PAGE:

+ + +

There is a deep significance in this. When we learn something new, we must start from what we already know so that it is not too forbidding or hard to understand. If we are shown the ideal state at the very beginning and told to reach it in one leap, we will only be bewildered. The same applies to teachings of human liberation. At first we learn how to attain peace of mind in our daily lives: how to escape suffering, how to part from delusion, and how to gain mental equilibrium. To do this we must cultivate the wisdom of seeing things as they really are and the wisdom of discerning such issues as how the world is formed, what it means to be human, and how we should interact with others. The Lotus Sutra, too, begins in this way, with the teaching that is given on the summit of Vulture Peak.
As we assimilate this wisdom, we are shown that true liberation is to become one with the Eternal Original Buddha. Furthermore, when all human beings have attained this state, the Land of Tranquil Light will manifest itself in this world. That is, we are taught to realize the power of the great compassion of the Eternal Original Buddha and faithfully follow it to become one with the Buddha. Such a state is difficult to attain within the realities of everyday life. Unless we become devoid of self and enter the world of the Buddha, we cannot realize that state. In other words, this is the absolute state to be attained by rising into the sky. This is the meaning of the discourse in the sky.

+ + +

DATASET EXTRACT:
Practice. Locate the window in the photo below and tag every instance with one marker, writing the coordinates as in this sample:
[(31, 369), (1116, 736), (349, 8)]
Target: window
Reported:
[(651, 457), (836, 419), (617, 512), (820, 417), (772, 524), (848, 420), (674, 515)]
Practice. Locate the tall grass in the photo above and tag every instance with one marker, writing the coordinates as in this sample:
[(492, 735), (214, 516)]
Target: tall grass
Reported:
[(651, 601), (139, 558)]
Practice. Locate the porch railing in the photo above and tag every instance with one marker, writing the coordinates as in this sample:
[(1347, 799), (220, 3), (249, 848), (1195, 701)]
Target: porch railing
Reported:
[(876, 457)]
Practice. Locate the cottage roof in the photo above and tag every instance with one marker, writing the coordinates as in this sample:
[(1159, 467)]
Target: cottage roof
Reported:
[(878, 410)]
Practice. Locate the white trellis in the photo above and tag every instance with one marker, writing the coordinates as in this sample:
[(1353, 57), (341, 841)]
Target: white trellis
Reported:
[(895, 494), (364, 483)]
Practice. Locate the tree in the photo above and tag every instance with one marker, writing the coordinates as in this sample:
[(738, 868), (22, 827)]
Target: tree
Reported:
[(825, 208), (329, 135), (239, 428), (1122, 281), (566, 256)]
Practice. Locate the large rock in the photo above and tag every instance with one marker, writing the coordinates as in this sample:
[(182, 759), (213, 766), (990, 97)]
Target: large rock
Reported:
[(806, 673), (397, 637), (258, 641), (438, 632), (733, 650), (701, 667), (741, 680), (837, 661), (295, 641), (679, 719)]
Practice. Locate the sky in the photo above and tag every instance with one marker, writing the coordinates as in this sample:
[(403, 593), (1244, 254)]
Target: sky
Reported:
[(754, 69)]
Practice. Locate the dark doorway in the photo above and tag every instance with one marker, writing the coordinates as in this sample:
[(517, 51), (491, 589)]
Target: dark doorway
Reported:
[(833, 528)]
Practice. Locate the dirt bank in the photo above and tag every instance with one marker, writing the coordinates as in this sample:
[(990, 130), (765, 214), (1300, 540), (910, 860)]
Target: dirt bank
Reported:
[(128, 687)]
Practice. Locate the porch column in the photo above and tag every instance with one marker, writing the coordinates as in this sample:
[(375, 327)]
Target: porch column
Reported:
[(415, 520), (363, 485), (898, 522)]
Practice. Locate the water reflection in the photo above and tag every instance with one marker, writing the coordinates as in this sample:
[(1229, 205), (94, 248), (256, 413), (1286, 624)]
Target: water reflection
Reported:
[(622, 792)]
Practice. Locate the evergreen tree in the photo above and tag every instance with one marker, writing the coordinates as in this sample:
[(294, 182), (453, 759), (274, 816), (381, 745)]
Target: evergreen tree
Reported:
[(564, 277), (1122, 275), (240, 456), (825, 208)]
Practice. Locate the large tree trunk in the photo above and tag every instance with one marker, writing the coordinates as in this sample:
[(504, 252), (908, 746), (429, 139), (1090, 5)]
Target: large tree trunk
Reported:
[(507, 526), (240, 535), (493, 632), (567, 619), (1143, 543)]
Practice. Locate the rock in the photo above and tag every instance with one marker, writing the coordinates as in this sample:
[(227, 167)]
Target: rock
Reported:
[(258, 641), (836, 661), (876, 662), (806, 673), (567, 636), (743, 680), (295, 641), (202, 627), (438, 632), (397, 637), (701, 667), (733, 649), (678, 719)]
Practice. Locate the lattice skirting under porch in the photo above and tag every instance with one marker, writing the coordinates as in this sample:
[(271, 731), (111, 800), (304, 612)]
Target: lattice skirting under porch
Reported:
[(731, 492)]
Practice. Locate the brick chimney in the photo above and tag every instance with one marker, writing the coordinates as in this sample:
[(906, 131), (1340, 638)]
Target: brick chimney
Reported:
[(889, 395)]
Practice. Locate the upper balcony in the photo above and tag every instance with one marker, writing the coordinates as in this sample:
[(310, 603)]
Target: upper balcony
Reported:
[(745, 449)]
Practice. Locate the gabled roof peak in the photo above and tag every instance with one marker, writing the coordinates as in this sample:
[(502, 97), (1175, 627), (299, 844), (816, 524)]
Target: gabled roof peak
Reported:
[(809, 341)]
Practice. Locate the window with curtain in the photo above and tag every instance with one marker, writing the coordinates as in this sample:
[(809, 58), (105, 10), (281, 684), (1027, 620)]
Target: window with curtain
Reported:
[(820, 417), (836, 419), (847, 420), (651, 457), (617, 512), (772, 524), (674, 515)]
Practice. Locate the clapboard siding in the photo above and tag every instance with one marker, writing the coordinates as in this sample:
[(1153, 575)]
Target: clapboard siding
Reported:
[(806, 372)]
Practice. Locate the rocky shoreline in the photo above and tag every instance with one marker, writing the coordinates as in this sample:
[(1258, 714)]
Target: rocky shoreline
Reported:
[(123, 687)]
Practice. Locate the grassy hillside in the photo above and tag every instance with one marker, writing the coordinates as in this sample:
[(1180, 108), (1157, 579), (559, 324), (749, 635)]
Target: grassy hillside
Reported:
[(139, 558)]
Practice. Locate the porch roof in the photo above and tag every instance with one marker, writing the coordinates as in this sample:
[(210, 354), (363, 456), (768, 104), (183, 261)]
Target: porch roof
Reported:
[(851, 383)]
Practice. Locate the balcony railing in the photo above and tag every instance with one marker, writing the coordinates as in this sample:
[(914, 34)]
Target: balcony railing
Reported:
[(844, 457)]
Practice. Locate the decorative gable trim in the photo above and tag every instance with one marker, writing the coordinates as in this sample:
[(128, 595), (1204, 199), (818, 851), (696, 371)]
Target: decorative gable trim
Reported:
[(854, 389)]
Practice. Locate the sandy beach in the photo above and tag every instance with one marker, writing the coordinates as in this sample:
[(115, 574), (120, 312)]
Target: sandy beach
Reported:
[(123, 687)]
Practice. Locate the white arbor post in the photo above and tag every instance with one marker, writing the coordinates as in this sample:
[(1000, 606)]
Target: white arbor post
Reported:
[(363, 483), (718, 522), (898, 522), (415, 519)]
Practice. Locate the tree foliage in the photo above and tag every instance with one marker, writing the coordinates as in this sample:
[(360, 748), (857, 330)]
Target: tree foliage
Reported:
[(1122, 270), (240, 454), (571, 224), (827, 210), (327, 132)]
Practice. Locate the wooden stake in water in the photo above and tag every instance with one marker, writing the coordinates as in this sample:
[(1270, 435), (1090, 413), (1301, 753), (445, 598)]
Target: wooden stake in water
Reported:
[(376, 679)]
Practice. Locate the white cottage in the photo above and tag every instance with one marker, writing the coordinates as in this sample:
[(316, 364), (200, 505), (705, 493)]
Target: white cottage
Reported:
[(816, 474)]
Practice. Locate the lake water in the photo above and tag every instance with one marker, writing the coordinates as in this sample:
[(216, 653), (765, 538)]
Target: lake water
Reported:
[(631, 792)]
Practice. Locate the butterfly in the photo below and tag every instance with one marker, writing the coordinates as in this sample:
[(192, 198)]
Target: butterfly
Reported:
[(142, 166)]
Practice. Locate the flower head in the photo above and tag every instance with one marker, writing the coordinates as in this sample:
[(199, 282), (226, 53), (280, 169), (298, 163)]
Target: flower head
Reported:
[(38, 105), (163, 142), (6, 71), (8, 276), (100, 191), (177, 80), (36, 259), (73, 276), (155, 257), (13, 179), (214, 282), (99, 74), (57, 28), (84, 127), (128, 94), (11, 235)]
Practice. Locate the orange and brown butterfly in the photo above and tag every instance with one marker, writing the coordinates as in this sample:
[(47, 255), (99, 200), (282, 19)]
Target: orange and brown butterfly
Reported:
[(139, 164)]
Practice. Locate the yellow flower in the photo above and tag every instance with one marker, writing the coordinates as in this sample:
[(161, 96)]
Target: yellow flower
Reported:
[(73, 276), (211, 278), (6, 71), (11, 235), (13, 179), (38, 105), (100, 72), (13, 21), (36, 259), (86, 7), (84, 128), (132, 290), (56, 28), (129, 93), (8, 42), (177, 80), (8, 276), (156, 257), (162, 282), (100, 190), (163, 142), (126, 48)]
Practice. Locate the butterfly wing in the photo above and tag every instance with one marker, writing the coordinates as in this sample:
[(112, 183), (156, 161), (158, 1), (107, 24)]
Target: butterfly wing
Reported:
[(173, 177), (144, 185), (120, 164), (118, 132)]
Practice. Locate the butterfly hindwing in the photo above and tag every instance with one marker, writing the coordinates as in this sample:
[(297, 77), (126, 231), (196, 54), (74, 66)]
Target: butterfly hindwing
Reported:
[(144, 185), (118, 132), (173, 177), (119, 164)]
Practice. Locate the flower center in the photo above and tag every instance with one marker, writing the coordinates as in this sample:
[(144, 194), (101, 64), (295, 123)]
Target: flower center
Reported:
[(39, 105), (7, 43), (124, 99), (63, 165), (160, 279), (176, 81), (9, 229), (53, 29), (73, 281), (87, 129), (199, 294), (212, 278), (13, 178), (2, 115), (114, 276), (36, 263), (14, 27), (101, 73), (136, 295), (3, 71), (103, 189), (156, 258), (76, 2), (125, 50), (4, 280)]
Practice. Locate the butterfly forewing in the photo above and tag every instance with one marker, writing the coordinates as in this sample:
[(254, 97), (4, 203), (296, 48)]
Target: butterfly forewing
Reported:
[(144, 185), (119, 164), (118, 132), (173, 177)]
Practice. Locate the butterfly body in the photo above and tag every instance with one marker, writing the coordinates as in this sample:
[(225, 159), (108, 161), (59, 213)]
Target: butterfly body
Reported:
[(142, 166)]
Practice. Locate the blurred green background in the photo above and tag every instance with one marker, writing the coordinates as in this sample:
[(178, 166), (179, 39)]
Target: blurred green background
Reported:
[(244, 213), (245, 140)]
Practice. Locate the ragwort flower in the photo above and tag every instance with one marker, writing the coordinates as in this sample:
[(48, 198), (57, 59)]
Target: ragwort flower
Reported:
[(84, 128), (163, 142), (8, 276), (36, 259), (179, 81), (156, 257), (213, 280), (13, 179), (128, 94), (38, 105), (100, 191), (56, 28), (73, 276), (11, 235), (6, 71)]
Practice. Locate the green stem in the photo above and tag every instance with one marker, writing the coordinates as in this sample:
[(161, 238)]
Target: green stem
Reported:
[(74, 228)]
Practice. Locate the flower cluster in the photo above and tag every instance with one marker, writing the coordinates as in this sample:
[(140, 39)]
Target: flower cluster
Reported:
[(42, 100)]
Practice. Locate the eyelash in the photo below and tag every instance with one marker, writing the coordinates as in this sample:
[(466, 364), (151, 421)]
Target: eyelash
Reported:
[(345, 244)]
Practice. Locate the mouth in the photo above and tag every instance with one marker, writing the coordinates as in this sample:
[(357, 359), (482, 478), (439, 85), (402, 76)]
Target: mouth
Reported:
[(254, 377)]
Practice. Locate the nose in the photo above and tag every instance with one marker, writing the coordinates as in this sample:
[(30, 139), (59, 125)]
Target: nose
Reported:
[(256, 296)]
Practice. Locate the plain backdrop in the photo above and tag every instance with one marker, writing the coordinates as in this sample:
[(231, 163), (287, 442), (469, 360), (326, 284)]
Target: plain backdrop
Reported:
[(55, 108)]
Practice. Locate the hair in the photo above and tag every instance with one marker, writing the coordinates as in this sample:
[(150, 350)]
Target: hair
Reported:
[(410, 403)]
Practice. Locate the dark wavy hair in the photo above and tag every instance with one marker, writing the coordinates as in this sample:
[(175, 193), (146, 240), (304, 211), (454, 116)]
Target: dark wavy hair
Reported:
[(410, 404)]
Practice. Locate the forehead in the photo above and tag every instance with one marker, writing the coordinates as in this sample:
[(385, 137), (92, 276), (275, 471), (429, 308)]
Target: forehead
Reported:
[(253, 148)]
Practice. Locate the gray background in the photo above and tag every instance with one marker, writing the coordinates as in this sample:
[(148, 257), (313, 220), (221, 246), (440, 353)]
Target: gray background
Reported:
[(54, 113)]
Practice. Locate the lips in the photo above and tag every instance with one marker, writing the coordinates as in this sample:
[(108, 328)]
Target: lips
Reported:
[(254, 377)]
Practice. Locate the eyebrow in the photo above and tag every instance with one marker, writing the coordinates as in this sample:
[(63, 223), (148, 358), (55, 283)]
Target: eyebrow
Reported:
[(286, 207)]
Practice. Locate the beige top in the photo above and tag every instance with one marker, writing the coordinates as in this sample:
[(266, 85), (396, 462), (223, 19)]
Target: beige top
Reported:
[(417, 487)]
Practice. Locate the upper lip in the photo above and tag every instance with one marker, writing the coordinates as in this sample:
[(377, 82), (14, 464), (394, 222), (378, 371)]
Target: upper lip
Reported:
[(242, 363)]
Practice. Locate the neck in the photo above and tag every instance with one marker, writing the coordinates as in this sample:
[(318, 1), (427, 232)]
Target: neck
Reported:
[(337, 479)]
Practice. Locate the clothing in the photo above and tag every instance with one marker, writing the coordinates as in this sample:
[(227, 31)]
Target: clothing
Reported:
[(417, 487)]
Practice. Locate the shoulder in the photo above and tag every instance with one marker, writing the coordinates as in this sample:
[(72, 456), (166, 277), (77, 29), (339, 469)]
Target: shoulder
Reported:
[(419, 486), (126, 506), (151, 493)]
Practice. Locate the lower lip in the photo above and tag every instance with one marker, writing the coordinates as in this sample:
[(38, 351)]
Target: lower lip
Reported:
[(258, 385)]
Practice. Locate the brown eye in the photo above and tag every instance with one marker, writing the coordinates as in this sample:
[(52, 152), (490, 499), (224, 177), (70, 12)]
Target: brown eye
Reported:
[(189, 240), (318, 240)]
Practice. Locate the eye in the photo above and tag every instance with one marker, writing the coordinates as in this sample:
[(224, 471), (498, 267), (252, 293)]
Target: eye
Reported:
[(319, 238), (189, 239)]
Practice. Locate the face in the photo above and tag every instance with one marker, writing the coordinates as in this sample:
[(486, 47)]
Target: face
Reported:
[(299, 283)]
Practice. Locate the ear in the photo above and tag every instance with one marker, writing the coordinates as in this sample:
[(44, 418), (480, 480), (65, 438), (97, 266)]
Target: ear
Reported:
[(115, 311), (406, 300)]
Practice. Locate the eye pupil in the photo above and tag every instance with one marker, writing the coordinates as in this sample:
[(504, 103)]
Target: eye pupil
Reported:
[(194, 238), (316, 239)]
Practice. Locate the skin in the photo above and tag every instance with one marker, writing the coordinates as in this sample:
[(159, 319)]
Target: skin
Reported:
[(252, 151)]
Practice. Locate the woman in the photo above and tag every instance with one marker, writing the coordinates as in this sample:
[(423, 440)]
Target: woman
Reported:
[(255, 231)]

+ + +

THINGS TO DO:
a - Please say whether each statement agrees with the passage on the Lotus Sutra, answering yes or no and quoting the words from the passage that decide it. (i) The Lotus Sutra begins with the teaching given on the summit of Vulture Peak. (ii) Becoming one with the Eternal Original Buddha is easy to attain within everyday life. (iii) The Land of Tranquil Light will manifest itself in this world when all human beings have attained this state.
b - Reproduce the passage on the Lotus Sutra word for word, from "There is a deep" up to and including "of Vulture Peak.".
The records play no part in what is asked here.

ANSWERS PROVIDED:
a -
(i) Yes: "The Lotus Sutra, too, begins in this way, with the teaching that is given on the summit of Vulture Peak."
(ii) No: "Such a state is difficult to attain within the realities of everyday life."
(iii) Yes: "when all human beings have attained this state, the Land of Tranquil Light will manifest itself in this world."

b -
There is a deep significance in this. When we learn something new, we must start from what we already know so that it is not too forbidding or hard to understand. If we are shown the ideal state at the very beginning and told to reach it in one leap, we will only be bewildered. The same applies to teachings of human liberation. At first we learn how to attain peace of mind in our daily lives: how to escape suffering, how to part from delusion, and how to gain mental equilibrium. To do this we must cultivate the wisdom of seeing things as they really are and the wisdom of discerning such issues as how the world is formed, what it means to be human, and how we should interact with others. The Lotus Sutra, too, begins in this way, with the teaching that is given on the summit of Vulture Peak.